### Aim of the task
Down to the last line, print the entries below exactly, and keep every picture out of the copy.

───── Data

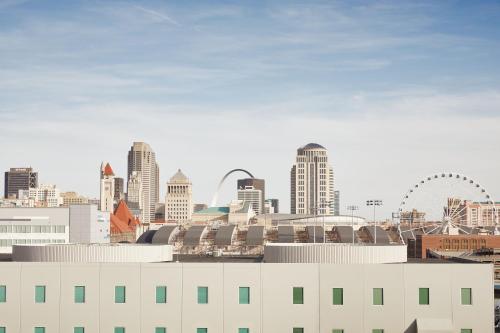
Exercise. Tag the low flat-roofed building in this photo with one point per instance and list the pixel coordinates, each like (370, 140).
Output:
(257, 297)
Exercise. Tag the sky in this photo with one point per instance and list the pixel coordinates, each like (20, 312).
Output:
(395, 90)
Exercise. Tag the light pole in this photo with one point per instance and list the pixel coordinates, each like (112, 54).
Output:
(374, 203)
(352, 209)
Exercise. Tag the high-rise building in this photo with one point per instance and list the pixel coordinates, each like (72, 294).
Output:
(336, 203)
(119, 190)
(179, 199)
(311, 180)
(272, 206)
(134, 191)
(19, 179)
(142, 159)
(257, 184)
(43, 196)
(107, 188)
(73, 198)
(253, 196)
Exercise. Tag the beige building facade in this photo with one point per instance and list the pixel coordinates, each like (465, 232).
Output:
(311, 182)
(179, 198)
(255, 297)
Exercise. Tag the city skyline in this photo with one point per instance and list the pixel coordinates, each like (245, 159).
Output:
(395, 91)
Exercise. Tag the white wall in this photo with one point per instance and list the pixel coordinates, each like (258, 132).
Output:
(271, 309)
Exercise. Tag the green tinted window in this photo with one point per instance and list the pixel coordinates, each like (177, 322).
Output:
(338, 296)
(161, 294)
(298, 295)
(119, 295)
(244, 295)
(40, 294)
(3, 295)
(79, 294)
(423, 296)
(202, 295)
(466, 296)
(378, 296)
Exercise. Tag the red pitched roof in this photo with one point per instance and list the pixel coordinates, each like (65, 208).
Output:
(108, 171)
(122, 220)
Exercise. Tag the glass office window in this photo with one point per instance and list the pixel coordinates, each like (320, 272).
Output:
(466, 296)
(3, 294)
(298, 295)
(119, 294)
(378, 296)
(39, 294)
(161, 294)
(423, 296)
(244, 295)
(202, 295)
(79, 294)
(338, 296)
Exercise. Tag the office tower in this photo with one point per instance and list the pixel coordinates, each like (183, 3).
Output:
(311, 180)
(253, 196)
(119, 190)
(142, 159)
(19, 179)
(336, 203)
(43, 196)
(73, 198)
(179, 199)
(107, 188)
(257, 184)
(272, 206)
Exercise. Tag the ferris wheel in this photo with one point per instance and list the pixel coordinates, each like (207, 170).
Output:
(447, 203)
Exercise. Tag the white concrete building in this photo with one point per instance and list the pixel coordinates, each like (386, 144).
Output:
(209, 297)
(142, 159)
(253, 196)
(43, 196)
(33, 226)
(179, 198)
(311, 182)
(88, 225)
(107, 188)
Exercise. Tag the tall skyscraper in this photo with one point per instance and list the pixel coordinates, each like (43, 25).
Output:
(119, 190)
(19, 179)
(107, 188)
(141, 158)
(179, 198)
(253, 196)
(311, 180)
(256, 184)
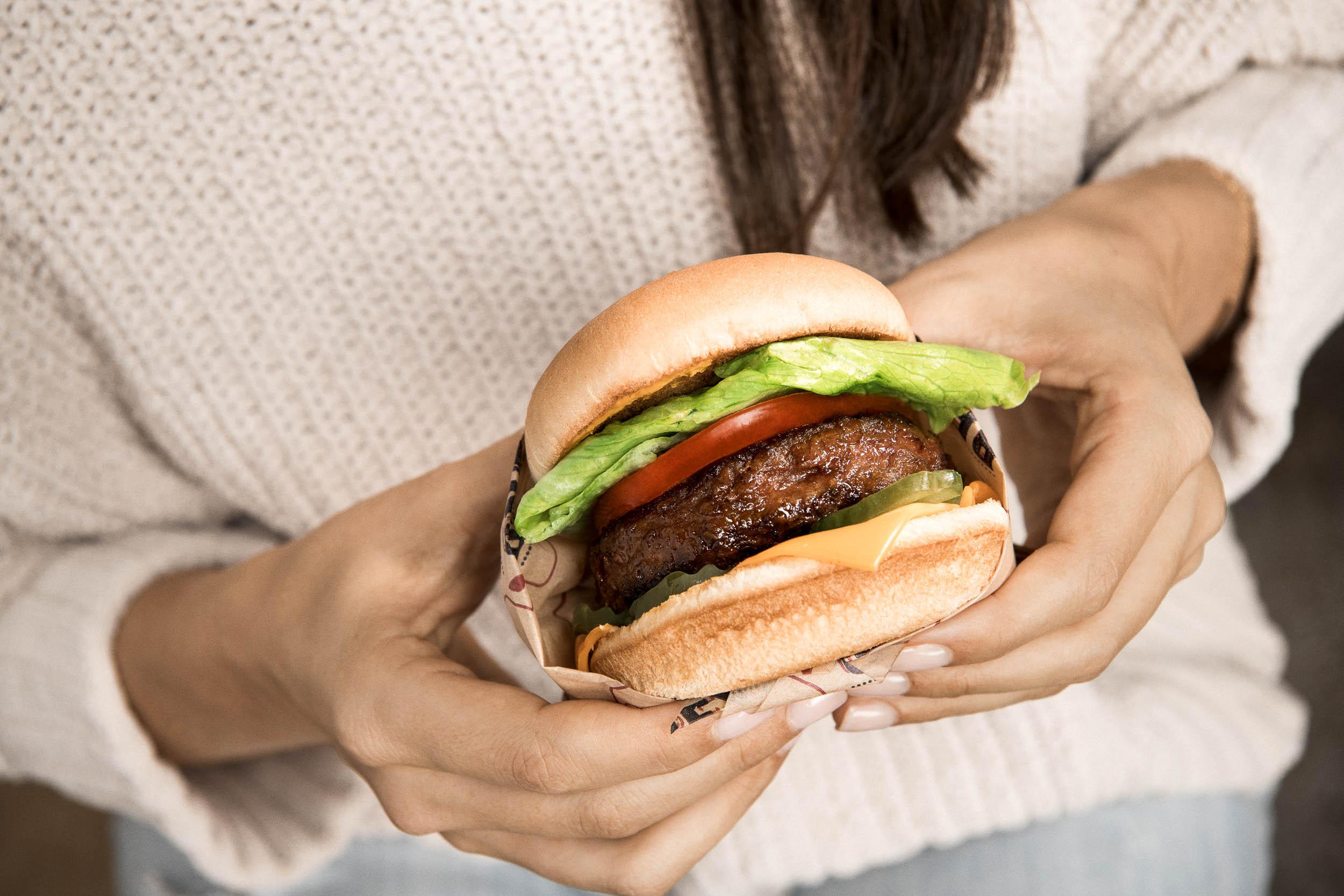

──────────

### Answer section
Exercise. Tag the low flat-roofed building in this photo with one point per instance and list the pixel coordinates, each like (370, 140).
Output:
(257, 297)
Exercise. Tag the sky in this photo with one point per instance and list the pixel coordinates, each like (20, 312).
Output:
(395, 90)
Exercise. Tag the light pole in this photo with one point per instance and list the pixel coordinates, each like (112, 54).
Output:
(374, 203)
(352, 209)
Exercise. Tag the high-rise building in this photo with one point per instance and list the pixel coordinates, each like (72, 294).
Output:
(336, 203)
(119, 190)
(179, 199)
(311, 180)
(272, 206)
(134, 191)
(19, 179)
(142, 159)
(257, 184)
(43, 196)
(107, 188)
(73, 198)
(253, 196)
Exercise. Tag the beige building facade in this photo with one point per instance and list the pixel coordinates, each like (465, 232).
Output:
(311, 182)
(179, 198)
(255, 297)
Exercise. Tag the city skyline in this photo with one point per instance and list the pixel coordinates, each like (245, 159).
Output:
(395, 91)
Exercise. Tag the white wall in this photo with one point per instance and list the pixel coordinates, each like (258, 132).
Output:
(271, 309)
Exercise. Tag the green tinted window in this photo with one point per instance and list the pixel coordinates, each like (177, 322).
Output:
(338, 296)
(161, 294)
(298, 295)
(119, 295)
(244, 295)
(40, 294)
(3, 295)
(79, 294)
(423, 296)
(202, 295)
(466, 296)
(378, 296)
Exercise. Tag the red pitched roof in this photo with one point per instance and list the pixel coordinates, each like (65, 208).
Output:
(108, 171)
(122, 220)
Exercise. Tag the glass office window in this photo with one point per instance and list the pixel coordinates, each like (320, 272).
Output:
(466, 296)
(3, 294)
(298, 295)
(119, 294)
(378, 296)
(39, 294)
(161, 294)
(423, 296)
(244, 295)
(202, 295)
(79, 294)
(338, 296)
Exercise. Tag the office tower in this photo with one point per instance and list the pixel coordinates, each like (183, 3).
Output:
(311, 180)
(253, 196)
(119, 190)
(142, 159)
(19, 179)
(336, 203)
(43, 196)
(73, 198)
(179, 199)
(107, 188)
(257, 184)
(272, 206)
Exercise. Tag the ferris wheel in this photo with one point per instance and list the pixel coordinates, each like (207, 170).
Output:
(447, 203)
Exercise. Tag the white concrete building in this photo with one point per instance and list the pixel coordinates, each like (386, 144).
Output:
(209, 297)
(142, 159)
(253, 196)
(43, 196)
(33, 226)
(179, 198)
(311, 182)
(88, 225)
(107, 188)
Exercise. Tag the tall skyscraper in this photo with one point per instance and list the pixel coordinates, each like (43, 25).
Output:
(119, 190)
(19, 179)
(107, 188)
(141, 158)
(179, 198)
(253, 196)
(311, 180)
(256, 184)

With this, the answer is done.